_List of tasks_:
1) In the confidential disclosure agreement text, in which state is Parker Drilling Company incorporated?
2) Resume the confidential disclosure agreement text below, starting after its last sentence.

_Document text_:
******************************
YOU ARE ABOUT TO ACCESS A PORTAL THAT CONTAINS CONFIDENTIAL, PROPRIETARY AND/OR MATERIAL NON-PUBLIC INFORMATION RELATING TO PARKER DRILLING COMPANY, A DELAWARE CORPORATION, AND ITS SUBSIDIARIES. THE INFORMATION CONTAINED IN THIS WORKSPACE, INCLUDING ANY ATTACHMENTS, IS CONFIDENTIAL, WHETHER OR NOT SPECIFICALLY MARKED AS ‘CONFIDENTIAL’ AND WHETHER TRANSMITTED OR MADE AVAILABLE IN WRITING, ELECTRONICALLY, ORALLY OR OTHERWISE.

By clicking the “accept” button below you are entering an electronic signature to the following agreement pursuant to applicable law and each time you enter into this portal, you will be reaffirming such agreement. You should only click the “accept” button if you have the authority to bind yourself or your institution, as applicable, to this agreement; “you” shall refer to the person affixing his/her electronic signature by clicking the “accept” button and the institution such person represents.

 

CONFIDENTIAL DISCLOSURE AGREEMENT

This Confidential Disclosure Agreement (this “Agreement”) is entered into as of the date of acceptance by and between: (a) Parker Drilling Company (collectively with its subsidiaries, the “Company”); and (b) either a beneficial owner of (or investment manager or adviser to one or more beneficial owners of) debt,  warrants, and/or outstanding equity interests in the Company (collectively, the “Economic Interests”), or a potential purchaser of one or more of the Economic Interests (as the case may be, the “Recipient,” and together with the Company, the “Parties”), which Recipient has acknowledged and has agreed to be bound by the terms of this Agreement by way of accessing the confidential portion of the Company’s investor relations website.

Recitals

          WHEREAS, the Company possesses certain Confidential Information (as defined below) relating to its businesses and operations;

          WHEREAS, the Recipient wishes to receive Confidential Information only in connection with monitoring its investment in the Economic Interests (if the Recipient currently holds Economic Interests) or evaluating its prospective investment in the Economic Interests (if the Recipient is a potential purchaser of Economic Interests) (the “Permitted Purpose”);

          WHEREAS, the Company is willing to make such disclosures only if the Confidential Information is protected in accordance with the provisions of this Agreement;

          NOW, THEREFORE, in consideration of the covenants and agreements contained herein, and for other valuable consideration, the receipt and sufficiency of which are hereby acknowledged, each Party, intending to be legally bound hereby, agrees as follows. 

Agreements

  1. As used herein, the phrase “Confidential Information” shall include, without limitation, all data, plans, reports, methods, programs, other tangible and intangible assets, interpretations, forecasts, projections, records, presentations, marketing and information data, research and development information, and proposals, whether in oral, written, photographic, or magnetic form, electronically stored, gathered by inspection or otherwise, regardless of whether identified by the Company as “confidential,” about the Company or its businesses, and which was prepared and/or furnished by or on behalf of the Company.
******************************
_Information supplied_:
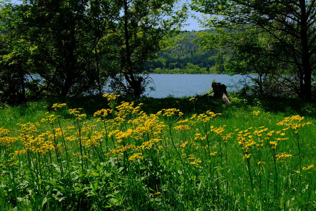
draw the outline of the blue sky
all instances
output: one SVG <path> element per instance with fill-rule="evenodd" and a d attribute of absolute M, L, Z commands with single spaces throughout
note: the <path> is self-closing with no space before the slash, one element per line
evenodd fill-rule
<path fill-rule="evenodd" d="M 21 3 L 21 2 L 19 0 L 11 0 L 11 2 L 12 3 Z M 202 14 L 200 13 L 195 13 L 192 11 L 191 11 L 191 12 L 193 13 L 198 17 L 200 17 L 202 15 Z M 191 17 L 191 16 L 189 17 L 189 18 L 188 18 L 186 21 L 186 23 L 190 24 L 190 25 L 184 27 L 183 29 L 183 30 L 187 30 L 190 31 L 192 31 L 192 30 L 198 31 L 199 30 L 204 29 L 203 28 L 199 28 L 198 21 L 195 20 L 194 18 Z"/>

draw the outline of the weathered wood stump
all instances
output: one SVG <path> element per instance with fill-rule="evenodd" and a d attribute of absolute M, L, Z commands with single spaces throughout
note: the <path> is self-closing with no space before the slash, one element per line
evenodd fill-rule
<path fill-rule="evenodd" d="M 213 82 L 212 83 L 212 88 L 213 89 L 214 97 L 222 99 L 226 104 L 230 104 L 230 102 L 227 97 L 227 92 L 226 91 L 227 87 L 225 84 Z"/>

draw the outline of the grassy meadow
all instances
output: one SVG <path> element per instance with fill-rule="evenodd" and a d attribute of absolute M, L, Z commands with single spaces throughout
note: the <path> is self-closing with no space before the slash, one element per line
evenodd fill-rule
<path fill-rule="evenodd" d="M 316 210 L 314 104 L 130 100 L 3 106 L 1 210 Z"/>

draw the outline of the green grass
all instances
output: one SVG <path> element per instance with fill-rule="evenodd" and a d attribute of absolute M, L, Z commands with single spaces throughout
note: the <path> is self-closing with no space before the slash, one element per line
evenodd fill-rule
<path fill-rule="evenodd" d="M 107 105 L 89 97 L 0 110 L 1 210 L 316 209 L 314 104 L 190 98 Z M 55 110 L 55 102 L 67 105 Z M 298 114 L 305 117 L 291 122 L 313 123 L 277 125 Z"/>

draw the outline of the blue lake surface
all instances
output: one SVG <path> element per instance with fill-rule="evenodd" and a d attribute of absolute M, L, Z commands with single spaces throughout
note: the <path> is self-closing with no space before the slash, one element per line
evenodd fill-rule
<path fill-rule="evenodd" d="M 250 80 L 240 75 L 231 76 L 210 74 L 149 74 L 149 76 L 153 82 L 147 86 L 145 94 L 155 98 L 165 97 L 169 95 L 178 97 L 202 94 L 212 89 L 213 81 L 225 84 L 228 87 L 227 91 L 233 91 L 240 89 L 237 84 L 240 80 Z M 150 91 L 149 88 L 150 86 L 154 87 L 155 90 Z"/>

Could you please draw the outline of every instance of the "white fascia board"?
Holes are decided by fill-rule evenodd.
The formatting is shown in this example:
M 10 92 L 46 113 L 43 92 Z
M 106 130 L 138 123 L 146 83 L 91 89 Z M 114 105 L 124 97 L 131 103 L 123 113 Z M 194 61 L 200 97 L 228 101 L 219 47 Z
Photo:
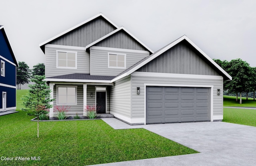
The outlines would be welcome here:
M 115 30 L 114 31 L 113 31 L 112 32 L 110 32 L 109 34 L 105 35 L 105 36 L 102 37 L 102 38 L 100 38 L 100 39 L 98 39 L 98 40 L 96 40 L 96 41 L 95 41 L 95 42 L 91 43 L 90 44 L 88 44 L 88 45 L 86 45 L 86 46 L 85 47 L 86 51 L 86 49 L 88 49 L 88 48 L 89 48 L 90 47 L 92 47 L 92 45 L 94 45 L 94 44 L 96 44 L 97 43 L 99 42 L 100 42 L 100 41 L 101 41 L 103 40 L 104 40 L 104 39 L 106 39 L 106 38 L 111 36 L 111 35 L 113 35 L 113 34 L 115 34 L 116 33 L 118 32 L 118 31 L 120 31 L 120 30 L 123 30 L 124 31 L 125 31 L 127 34 L 128 34 L 129 35 L 130 35 L 131 36 L 132 36 L 132 38 L 133 38 L 135 40 L 136 40 L 138 42 L 140 43 L 140 44 L 141 44 L 144 47 L 145 47 L 146 48 L 148 49 L 148 50 L 150 51 L 151 52 L 151 53 L 154 53 L 154 52 L 153 51 L 153 50 L 152 50 L 151 49 L 149 48 L 149 47 L 148 47 L 148 46 L 147 46 L 143 43 L 141 42 L 141 41 L 140 40 L 139 40 L 137 38 L 136 38 L 135 36 L 134 36 L 132 34 L 131 34 L 130 32 L 129 31 L 128 31 L 126 29 L 125 29 L 123 26 L 121 26 L 121 27 L 117 29 L 116 30 Z
M 223 77 L 220 75 L 199 75 L 195 74 L 175 74 L 164 73 L 153 73 L 135 71 L 131 75 L 138 77 L 166 77 L 177 78 L 191 78 L 206 79 L 223 80 Z
M 45 47 L 54 48 L 61 48 L 63 49 L 76 49 L 82 51 L 84 51 L 84 49 L 85 49 L 85 47 L 82 47 L 71 46 L 70 45 L 58 45 L 51 44 L 47 44 L 46 45 Z
M 68 30 L 64 31 L 64 32 L 61 33 L 60 34 L 59 34 L 58 35 L 57 35 L 56 36 L 55 36 L 51 38 L 50 39 L 44 42 L 43 42 L 39 44 L 39 46 L 41 47 L 41 46 L 44 45 L 45 44 L 46 44 L 46 43 L 51 42 L 52 40 L 54 40 L 55 39 L 56 39 L 57 38 L 64 35 L 64 34 L 66 34 L 70 31 L 71 31 L 72 30 L 74 30 L 76 28 L 78 27 L 80 27 L 81 26 L 82 26 L 86 23 L 87 23 L 87 22 L 92 21 L 92 20 L 97 18 L 98 17 L 99 17 L 100 16 L 102 16 L 102 17 L 103 17 L 104 18 L 105 18 L 106 20 L 107 20 L 107 21 L 108 21 L 111 24 L 112 24 L 115 27 L 116 27 L 116 28 L 118 28 L 118 27 L 116 25 L 114 22 L 112 22 L 111 21 L 110 21 L 110 20 L 109 20 L 108 18 L 106 16 L 104 16 L 104 15 L 103 15 L 103 14 L 102 14 L 101 13 L 100 13 L 98 14 L 97 14 L 96 16 L 95 16 L 92 18 L 89 18 L 88 20 L 87 20 L 85 21 L 84 21 L 84 22 L 81 22 L 81 23 L 77 24 L 77 25 L 70 28 L 69 28 L 69 29 L 68 29 Z
M 133 53 L 144 53 L 146 54 L 148 54 L 149 53 L 149 52 L 148 52 L 148 51 L 137 50 L 136 49 L 124 49 L 123 48 L 116 48 L 94 46 L 91 47 L 90 49 L 90 50 L 92 49 L 96 49 L 98 50 L 104 50 L 107 51 L 118 51 L 122 52 L 126 52 Z
M 111 83 L 110 80 L 98 80 L 91 79 L 61 79 L 56 78 L 46 78 L 43 81 L 45 81 L 70 82 L 80 83 Z

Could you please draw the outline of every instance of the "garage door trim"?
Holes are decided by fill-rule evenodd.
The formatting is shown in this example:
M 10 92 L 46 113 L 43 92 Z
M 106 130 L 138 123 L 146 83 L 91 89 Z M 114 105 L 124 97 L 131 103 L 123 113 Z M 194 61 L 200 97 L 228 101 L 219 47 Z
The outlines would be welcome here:
M 186 84 L 144 84 L 144 125 L 146 124 L 146 90 L 147 86 L 159 86 L 159 87 L 205 87 L 210 88 L 210 119 L 211 121 L 213 121 L 213 85 L 186 85 Z

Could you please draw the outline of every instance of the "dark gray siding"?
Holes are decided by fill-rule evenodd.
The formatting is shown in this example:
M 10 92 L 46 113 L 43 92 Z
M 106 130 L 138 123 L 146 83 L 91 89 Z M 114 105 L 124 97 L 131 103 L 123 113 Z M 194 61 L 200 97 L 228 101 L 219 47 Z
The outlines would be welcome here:
M 148 51 L 126 32 L 120 31 L 99 42 L 95 46 Z
M 85 47 L 116 28 L 99 17 L 51 42 L 60 45 Z
M 220 75 L 199 53 L 182 42 L 137 70 L 137 71 Z

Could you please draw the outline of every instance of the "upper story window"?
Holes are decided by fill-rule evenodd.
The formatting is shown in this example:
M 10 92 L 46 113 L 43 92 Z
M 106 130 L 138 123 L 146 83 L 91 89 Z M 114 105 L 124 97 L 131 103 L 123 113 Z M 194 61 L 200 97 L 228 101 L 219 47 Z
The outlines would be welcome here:
M 1 60 L 1 76 L 5 76 L 5 62 Z
M 57 51 L 57 67 L 76 69 L 76 52 Z
M 109 53 L 108 67 L 126 68 L 126 54 Z

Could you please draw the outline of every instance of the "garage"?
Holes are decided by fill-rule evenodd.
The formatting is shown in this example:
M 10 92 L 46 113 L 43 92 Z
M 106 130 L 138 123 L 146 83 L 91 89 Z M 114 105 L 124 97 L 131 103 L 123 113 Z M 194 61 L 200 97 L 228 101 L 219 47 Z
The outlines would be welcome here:
M 210 89 L 147 86 L 146 124 L 210 121 Z

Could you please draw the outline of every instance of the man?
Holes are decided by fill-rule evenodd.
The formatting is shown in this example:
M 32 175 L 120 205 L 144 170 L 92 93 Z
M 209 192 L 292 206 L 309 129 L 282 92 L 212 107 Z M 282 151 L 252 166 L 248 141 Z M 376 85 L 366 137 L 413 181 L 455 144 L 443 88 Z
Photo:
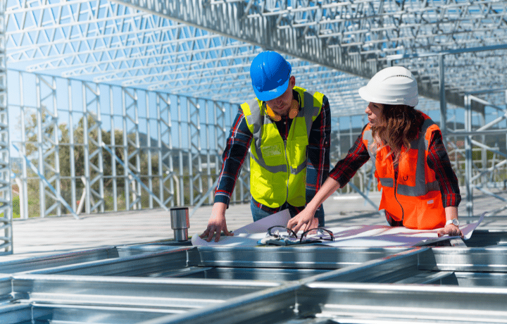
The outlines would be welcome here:
M 227 230 L 225 210 L 251 144 L 254 220 L 284 209 L 304 209 L 327 177 L 331 116 L 327 99 L 296 87 L 291 65 L 279 54 L 259 54 L 250 66 L 256 98 L 241 105 L 223 158 L 208 228 L 199 237 L 218 242 Z M 315 213 L 324 225 L 322 206 Z M 315 224 L 316 225 L 316 224 Z

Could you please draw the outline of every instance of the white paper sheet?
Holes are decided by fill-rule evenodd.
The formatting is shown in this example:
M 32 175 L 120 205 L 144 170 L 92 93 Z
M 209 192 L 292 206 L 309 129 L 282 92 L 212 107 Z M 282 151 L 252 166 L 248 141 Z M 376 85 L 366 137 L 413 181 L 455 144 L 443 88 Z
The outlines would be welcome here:
M 482 214 L 477 222 L 460 226 L 463 239 L 468 239 L 474 230 L 484 219 Z M 425 242 L 449 239 L 446 235 L 439 237 L 438 230 L 410 230 L 403 227 L 392 228 L 382 225 L 361 225 L 350 228 L 330 228 L 334 235 L 334 242 L 325 241 L 319 244 L 330 247 L 413 247 Z
M 232 231 L 234 236 L 222 235 L 218 242 L 214 240 L 206 242 L 205 239 L 200 238 L 199 235 L 194 235 L 192 238 L 192 244 L 199 247 L 218 247 L 221 245 L 228 247 L 239 245 L 256 246 L 257 245 L 257 241 L 265 237 L 269 228 L 275 225 L 287 226 L 289 219 L 290 213 L 289 210 L 284 209 Z
M 484 218 L 482 214 L 477 222 L 460 226 L 463 239 L 468 239 L 473 230 Z M 265 233 L 271 226 L 286 226 L 290 219 L 287 210 L 280 211 L 269 217 L 252 223 L 234 231 L 234 236 L 222 236 L 218 242 L 206 242 L 194 235 L 192 243 L 195 246 L 249 246 L 258 245 L 259 239 L 265 237 Z M 435 242 L 449 239 L 449 236 L 438 237 L 438 230 L 410 230 L 403 227 L 392 228 L 383 225 L 356 225 L 349 227 L 333 227 L 325 228 L 331 230 L 334 235 L 334 242 L 324 241 L 317 244 L 331 247 L 413 247 L 423 245 L 427 242 Z M 301 233 L 298 233 L 299 235 Z

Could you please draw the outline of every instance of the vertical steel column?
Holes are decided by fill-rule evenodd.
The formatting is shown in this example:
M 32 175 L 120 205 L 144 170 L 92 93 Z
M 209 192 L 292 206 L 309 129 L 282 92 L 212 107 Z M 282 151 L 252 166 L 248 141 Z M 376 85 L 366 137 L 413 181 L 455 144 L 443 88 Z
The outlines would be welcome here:
M 109 87 L 109 118 L 111 118 L 111 144 L 110 147 L 112 151 L 116 153 L 116 129 L 115 127 L 114 122 L 114 93 L 113 92 L 113 87 L 108 86 Z M 114 157 L 111 157 L 111 179 L 113 180 L 113 210 L 118 211 L 118 175 L 116 174 L 116 159 Z
M 44 77 L 49 77 L 46 81 Z M 39 173 L 45 180 L 39 179 L 39 197 L 41 217 L 49 215 L 54 209 L 57 209 L 57 214 L 61 214 L 59 197 L 60 187 L 60 157 L 58 154 L 58 110 L 56 102 L 56 85 L 54 77 L 35 75 L 36 85 L 36 106 L 37 106 L 37 134 Z M 46 85 L 47 89 L 43 86 Z M 52 158 L 54 160 L 51 161 Z M 53 163 L 53 166 L 51 163 Z M 46 192 L 46 183 L 53 182 L 51 186 L 56 192 Z M 56 194 L 56 196 L 55 197 Z M 51 206 L 46 208 L 47 197 L 52 199 Z
M 447 106 L 445 97 L 445 61 L 444 54 L 439 55 L 440 68 L 440 130 L 442 133 L 444 146 L 447 147 Z
M 472 131 L 472 105 L 470 94 L 465 96 L 465 131 Z M 473 188 L 472 187 L 472 137 L 465 137 L 465 179 L 466 184 L 466 211 L 468 217 L 473 216 Z
M 213 102 L 209 101 L 206 100 L 204 104 L 204 108 L 205 108 L 205 114 L 207 118 L 206 120 L 205 120 L 205 125 L 206 125 L 206 174 L 208 175 L 208 190 L 210 189 L 211 186 L 213 186 L 213 180 L 212 179 L 212 175 L 211 175 L 211 151 L 212 148 L 211 145 L 211 139 L 212 138 L 211 137 L 211 132 L 212 132 L 212 127 L 213 125 L 211 124 L 211 122 L 213 120 L 215 120 L 215 118 L 213 118 L 215 116 L 215 114 L 210 114 L 210 110 L 209 110 L 209 104 L 211 104 L 213 106 Z M 214 190 L 213 190 L 214 192 Z M 209 194 L 208 196 L 208 204 L 213 204 L 213 195 Z
M 41 111 L 41 93 L 40 93 L 40 80 L 39 75 L 35 76 L 35 96 L 37 106 L 37 157 L 39 173 L 42 175 L 44 174 L 44 154 L 42 152 L 42 112 Z M 46 216 L 46 195 L 44 194 L 44 183 L 42 180 L 39 180 L 39 208 L 40 210 L 40 216 Z
M 148 92 L 144 92 L 144 106 L 146 107 L 146 158 L 148 162 L 148 187 L 153 192 L 153 174 L 151 173 L 151 131 L 150 127 L 150 113 L 149 113 L 149 96 Z M 149 194 L 148 199 L 148 206 L 150 209 L 153 208 L 153 197 Z M 163 201 L 161 199 L 161 201 Z
M 123 177 L 125 183 L 125 209 L 130 210 L 130 182 L 129 179 L 128 168 L 128 142 L 127 140 L 127 99 L 125 98 L 125 92 L 122 88 L 122 108 L 123 108 Z M 112 159 L 112 158 L 111 158 Z
M 188 136 L 189 136 L 189 178 L 190 182 L 190 205 L 199 201 L 203 196 L 202 186 L 202 148 L 201 147 L 201 105 L 199 101 L 194 102 L 196 99 L 187 99 Z M 190 106 L 192 104 L 192 107 Z M 194 154 L 195 152 L 195 154 Z M 196 167 L 195 164 L 197 163 Z M 194 170 L 196 172 L 194 173 Z M 195 182 L 197 181 L 197 192 Z
M 131 89 L 133 93 L 130 93 L 127 89 L 122 88 L 122 97 L 123 99 L 123 145 L 125 152 L 125 201 L 127 201 L 127 194 L 128 193 L 128 185 L 132 186 L 132 202 L 127 208 L 130 210 L 132 207 L 134 209 L 142 208 L 141 199 L 141 184 L 137 183 L 136 186 L 136 180 L 128 173 L 128 169 L 134 170 L 134 173 L 139 176 L 141 173 L 141 161 L 139 158 L 139 116 L 138 116 L 138 105 L 137 94 L 135 89 Z M 132 100 L 131 104 L 127 102 L 125 94 Z M 132 115 L 131 115 L 132 114 Z M 132 128 L 129 128 L 129 121 L 132 123 Z M 129 137 L 132 135 L 134 139 Z M 133 147 L 132 152 L 129 154 L 129 145 Z M 130 160 L 135 158 L 135 165 L 130 163 Z
M 182 132 L 182 113 L 181 113 L 181 97 L 180 96 L 177 96 L 177 113 L 178 113 L 178 153 L 179 153 L 179 161 L 180 161 L 180 178 L 178 179 L 179 181 L 179 186 L 180 189 L 178 190 L 178 205 L 179 206 L 183 206 L 185 204 L 184 201 L 184 173 L 183 172 L 183 133 Z
M 7 67 L 6 66 L 5 8 L 0 0 L 0 254 L 12 254 L 12 189 L 9 154 L 8 109 L 7 107 Z M 20 190 L 21 188 L 20 188 Z M 25 196 L 26 197 L 27 196 Z M 26 199 L 25 199 L 26 200 Z M 3 251 L 2 251 L 3 250 Z
M 170 97 L 167 94 L 156 93 L 157 132 L 158 133 L 158 189 L 159 199 L 165 206 L 175 205 L 175 176 L 173 165 L 173 135 L 171 134 Z M 166 161 L 166 162 L 164 162 Z M 165 185 L 169 184 L 169 188 Z M 176 184 L 177 188 L 177 183 Z M 165 193 L 168 194 L 167 199 Z M 176 197 L 177 199 L 177 197 Z
M 23 89 L 23 75 L 21 73 L 18 73 L 19 75 L 19 87 L 20 89 Z M 20 119 L 21 119 L 21 142 L 23 144 L 21 145 L 21 147 L 20 149 L 21 150 L 21 154 L 26 156 L 26 125 L 25 125 L 25 120 L 26 118 L 25 111 L 25 109 L 26 107 L 25 107 L 25 102 L 24 102 L 24 96 L 23 96 L 23 92 L 20 91 Z M 23 185 L 23 194 L 25 197 L 25 199 L 23 201 L 23 206 L 20 206 L 20 208 L 23 208 L 25 211 L 25 218 L 27 219 L 30 218 L 29 211 L 28 211 L 28 175 L 27 174 L 27 163 L 26 160 L 25 158 L 22 158 L 21 161 L 23 161 L 22 168 L 23 170 L 21 171 L 21 184 Z M 20 194 L 21 193 L 21 188 L 20 188 Z
M 89 214 L 91 213 L 91 199 L 92 194 L 90 194 L 90 168 L 89 168 L 89 136 L 88 136 L 88 116 L 87 115 L 87 94 L 86 94 L 86 85 L 82 82 L 81 84 L 82 89 L 82 110 L 83 110 L 83 151 L 84 152 L 84 190 L 86 192 L 86 196 L 84 198 L 84 211 Z
M 92 87 L 92 85 L 94 85 L 95 88 Z M 87 178 L 87 182 L 89 183 L 89 193 L 92 201 L 92 205 L 90 205 L 90 212 L 96 211 L 100 207 L 100 212 L 104 212 L 104 156 L 102 151 L 102 118 L 101 116 L 101 107 L 100 107 L 100 89 L 99 85 L 96 83 L 89 85 L 88 83 L 83 83 L 84 92 L 83 94 L 84 96 L 84 103 L 85 104 L 84 108 L 84 116 L 83 123 L 86 125 L 87 131 L 84 135 L 87 139 L 87 145 L 85 145 L 85 150 L 89 154 L 88 167 L 91 168 L 88 170 L 88 176 L 89 178 Z M 89 91 L 86 91 L 86 89 Z M 88 94 L 91 94 L 92 99 L 88 100 Z M 94 107 L 96 111 L 94 111 Z M 92 123 L 92 125 L 89 125 L 89 121 Z M 96 131 L 96 140 L 94 138 L 94 131 Z M 92 151 L 91 144 L 93 144 L 94 150 Z M 96 156 L 97 165 L 92 163 L 93 158 Z M 94 188 L 94 185 L 99 184 L 99 191 Z
M 75 149 L 75 141 L 74 139 L 74 116 L 73 106 L 73 92 L 72 92 L 72 81 L 67 80 L 67 95 L 68 99 L 68 109 L 69 109 L 69 120 L 68 120 L 68 127 L 69 127 L 69 158 L 70 163 L 70 194 L 71 197 L 71 206 L 73 210 L 77 210 L 77 201 L 76 201 L 76 176 L 75 176 L 75 157 L 74 156 L 74 150 Z

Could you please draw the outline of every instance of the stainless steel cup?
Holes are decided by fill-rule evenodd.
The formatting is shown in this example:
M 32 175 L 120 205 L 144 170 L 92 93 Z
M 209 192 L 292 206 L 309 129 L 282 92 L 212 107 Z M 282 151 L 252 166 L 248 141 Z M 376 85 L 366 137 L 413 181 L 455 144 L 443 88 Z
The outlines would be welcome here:
M 176 241 L 188 240 L 188 228 L 190 227 L 188 207 L 170 208 L 171 228 L 174 230 Z

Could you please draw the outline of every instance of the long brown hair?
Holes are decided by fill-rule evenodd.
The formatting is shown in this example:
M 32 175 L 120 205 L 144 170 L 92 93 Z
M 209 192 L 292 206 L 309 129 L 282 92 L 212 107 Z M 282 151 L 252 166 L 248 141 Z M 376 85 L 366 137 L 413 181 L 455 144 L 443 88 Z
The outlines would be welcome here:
******************************
_Expected answers_:
1) Delaware.

2)
  2. Notwithstanding anything to the contrary in paragraph 1 of this Agreement, the phrase “Confidential Information” does not include information which: (a) is already in the Recipient’s or any of the Recipient’s Representatives’ possession; providedhowever, that the source of such information is not actually known to the receiving party to be subject to any confidentiality agreement with, or other contractual, legal, or fiduciary obligation of confidentiality to, the Company, (b) is or becomes generally available to the public on a non-confidential basis other than as a result of disclosure by the Recipient or any of the Recipient’s Representatives in violation of this Agreement, or (c) is or becomes available on a non-confidential basis from a source other than the Company or the Company’s Representatives (as defined below); providedhowever, that the source of such information is not actually known to the receiving party to be subject to any confidentiality agreement with, or other contractual, legal, or fiduciary obligation of confidentiality to, the Company.
  3. The Recipient represents and warrants that the Recipient and each of the Recipient’s Representatives will not use the Confidential Information for any purpose other than the Permitted Purpose, including for any competitive or business dealings with the Company.
  4. If the Recipient is a potential purchaser of one or more of the Economic Interests, the Recipient hereby acknowledges that neither the Company nor any agent on the Company’s behalf has solicited or is soliciting any offers to sell or has offered to sell or is offering to sell any of the Economic Interests to the Recipient.
  5. The Company may at its sole discretion provide Confidential Information to the Recipient. Nothing in this Agreement obligates the Company to make any particular disclosure of Confidential Information.
  6. As a condition to the Recipient receiving any Confidential Information, the Recipient agrees to treat as confidential any Confidential Information that is furnished by or on behalf of the Company (including, without limitation, by any advisors, agents, attorneys, accountants, managers, or affiliates) to the Recipient and/or its officers, employees, attorneys, advisors, agents, or representatives (collectively, the “Recipient’s Representatives”).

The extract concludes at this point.